▸ EXCERPTED DATA
________

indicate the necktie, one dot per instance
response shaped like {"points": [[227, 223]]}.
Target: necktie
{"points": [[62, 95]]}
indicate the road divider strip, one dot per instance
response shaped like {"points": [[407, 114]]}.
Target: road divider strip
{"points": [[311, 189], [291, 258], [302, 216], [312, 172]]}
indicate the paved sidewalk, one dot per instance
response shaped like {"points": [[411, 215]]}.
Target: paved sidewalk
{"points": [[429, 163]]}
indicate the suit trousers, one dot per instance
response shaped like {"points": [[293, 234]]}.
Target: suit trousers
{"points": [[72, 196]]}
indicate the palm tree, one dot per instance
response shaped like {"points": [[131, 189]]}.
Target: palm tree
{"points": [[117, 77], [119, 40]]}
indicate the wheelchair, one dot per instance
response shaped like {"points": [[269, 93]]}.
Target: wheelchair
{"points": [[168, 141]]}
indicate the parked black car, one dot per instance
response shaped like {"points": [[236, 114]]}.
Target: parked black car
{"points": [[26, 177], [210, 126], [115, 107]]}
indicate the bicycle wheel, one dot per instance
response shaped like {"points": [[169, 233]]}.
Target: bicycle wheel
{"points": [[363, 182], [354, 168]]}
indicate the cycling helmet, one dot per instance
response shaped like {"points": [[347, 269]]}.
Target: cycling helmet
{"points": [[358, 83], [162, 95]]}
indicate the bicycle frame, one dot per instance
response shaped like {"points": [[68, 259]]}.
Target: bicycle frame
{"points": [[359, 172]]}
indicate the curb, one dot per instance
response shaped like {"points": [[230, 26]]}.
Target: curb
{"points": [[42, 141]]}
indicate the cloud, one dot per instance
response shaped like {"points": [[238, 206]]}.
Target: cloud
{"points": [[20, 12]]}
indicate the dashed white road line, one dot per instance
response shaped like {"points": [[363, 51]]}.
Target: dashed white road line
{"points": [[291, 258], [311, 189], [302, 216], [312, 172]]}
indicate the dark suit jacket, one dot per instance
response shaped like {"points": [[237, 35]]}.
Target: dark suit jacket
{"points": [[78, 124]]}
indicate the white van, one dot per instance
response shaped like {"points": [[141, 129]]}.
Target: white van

________

▸ EXERCISE DETAILS
Express the records from the line containing "indicate the curb, one dot per instance" through the end of the records as a JSON list of strings, one string per line, with blank lines omitted.

▸ WRITTEN RESPONSE
[
  "indicate the curb, one dot per instance",
  "response shaped like {\"points\": [[230, 26]]}.",
  "Target: curb",
  "{\"points\": [[42, 141]]}",
  "indicate the cloud, one dot per instance",
  "response shaped like {\"points\": [[238, 206]]}.",
  "Target: cloud",
  "{\"points\": [[20, 12]]}",
  "indicate the dashed white road line, one dot per instance",
  "response shaped like {\"points\": [[363, 51]]}.",
  "Target: dashed white road line",
  "{\"points\": [[291, 258], [311, 189], [302, 216], [312, 172]]}",
  "indicate the dark suit jacket, one dot per instance",
  "response shaped like {\"points\": [[237, 35]]}.",
  "Target: dark suit jacket",
  "{\"points\": [[78, 124]]}",
  "indicate the white van, one dot per instance",
  "response shaped like {\"points\": [[141, 129]]}.",
  "Target: white van"
]